> **Instructions to follow**:
In the listing below, switch each "hard hat" to "helmet" and write the lines out again with nothing else changed. Omit the pictures.

> **Excerpted records**:
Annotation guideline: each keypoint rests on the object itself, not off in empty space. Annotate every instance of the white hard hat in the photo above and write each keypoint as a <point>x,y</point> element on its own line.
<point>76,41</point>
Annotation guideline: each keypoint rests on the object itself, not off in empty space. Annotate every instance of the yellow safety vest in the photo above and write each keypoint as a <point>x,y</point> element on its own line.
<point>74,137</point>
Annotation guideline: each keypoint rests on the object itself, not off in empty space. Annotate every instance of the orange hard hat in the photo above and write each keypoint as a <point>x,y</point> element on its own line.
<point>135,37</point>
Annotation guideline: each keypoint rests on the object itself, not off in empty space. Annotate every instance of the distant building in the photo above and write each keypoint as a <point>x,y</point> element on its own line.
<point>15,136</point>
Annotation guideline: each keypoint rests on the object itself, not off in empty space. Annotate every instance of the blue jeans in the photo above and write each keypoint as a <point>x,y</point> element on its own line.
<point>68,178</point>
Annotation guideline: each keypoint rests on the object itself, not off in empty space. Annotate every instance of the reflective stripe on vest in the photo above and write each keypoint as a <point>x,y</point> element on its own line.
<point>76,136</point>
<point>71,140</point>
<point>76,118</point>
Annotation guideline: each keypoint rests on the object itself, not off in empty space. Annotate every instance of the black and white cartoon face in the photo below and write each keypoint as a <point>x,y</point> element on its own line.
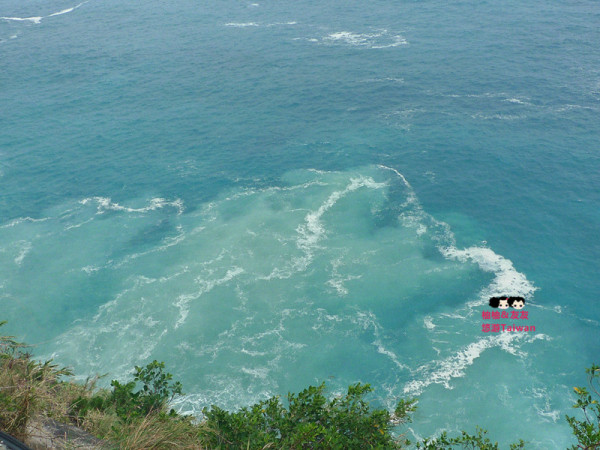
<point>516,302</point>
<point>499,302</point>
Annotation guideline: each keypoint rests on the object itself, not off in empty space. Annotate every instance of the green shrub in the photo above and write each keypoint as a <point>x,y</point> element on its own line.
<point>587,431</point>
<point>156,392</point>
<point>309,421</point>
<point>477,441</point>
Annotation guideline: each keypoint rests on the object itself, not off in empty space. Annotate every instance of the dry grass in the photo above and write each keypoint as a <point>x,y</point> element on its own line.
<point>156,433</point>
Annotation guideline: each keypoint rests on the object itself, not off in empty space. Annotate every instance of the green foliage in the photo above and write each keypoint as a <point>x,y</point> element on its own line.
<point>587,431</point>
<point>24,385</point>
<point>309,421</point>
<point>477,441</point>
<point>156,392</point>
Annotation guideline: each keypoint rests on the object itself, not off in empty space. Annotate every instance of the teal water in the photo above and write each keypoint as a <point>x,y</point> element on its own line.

> **Full solution**:
Annotation guideline: each keypoint rests on the object itself, not off in empty space. Annotate every instance of the white helmet in the photo above and write each keypoint as a <point>x,y</point> element on its own line.
<point>76,41</point>
Annotation guideline: each keypoint rests on the object itself, not off in empty space. Annotate every instance of the yellow safety vest in the photo above and write each keypoint as a <point>x,y</point> element on its own line.
<point>74,137</point>
Annotation guideline: each keypoint rests on the object itself, not off in empty space. Annotate every instance of the orange helmet in the photo above and write each keypoint as a <point>x,y</point> element on its own line.
<point>135,37</point>
Annotation guideline: each keypoint rests on the object itself, not off in empty space. Annotate every instance of the distant building in the photo above and write each keypoint as a <point>x,y</point> element on its own line.
<point>15,136</point>
Annotation guideline: each keypoint rests on the object itself, not off in empty space. Annotate every instance of the blue jeans in the photo above and write each keypoint as a <point>x,y</point> element on its own line.
<point>68,178</point>
Annotation guideline: each keypoint rests on the object itself, not off in empty space. Annotate every instance of the reflective stripe on vest in the photo above and write each keypoint as a <point>x,y</point> element on its own line.
<point>76,136</point>
<point>71,140</point>
<point>76,118</point>
Annotation guideline: each keypoint rests on the object itself, not off in empty space. Annotate every instance of the black and white cartoon face in the photo below and write each keypoint as a <point>x,y</point> element on its own line.
<point>516,302</point>
<point>499,302</point>
Annotation guideline: each keypoint rests on the object itself, not off in empty space. Annotate every instance of the green shrub in the photo above and write each keypoint as a <point>x,y</point> element on its own line.
<point>587,431</point>
<point>156,392</point>
<point>309,421</point>
<point>477,441</point>
Annotation guideline: each keypoint rests on the object itself, not off in empty space. Annotate every instance of the dry grass in the photo above and write each keypoint as a <point>x,y</point> element on its own line.
<point>156,433</point>
Annotation guideline: each keypoint rests on the object itself, not off in empty space. Annotate every instance of the green foliage in the photo above and write each keypoint as a <point>x,y</point> element on its own line.
<point>587,431</point>
<point>24,385</point>
<point>309,421</point>
<point>477,441</point>
<point>156,392</point>
Annotation guideline: each keypoint rests on the object itself, not off in empty space. Annotate every instance of the teal water in the photo above and write each keypoint as a <point>x,y</point> element on its own line.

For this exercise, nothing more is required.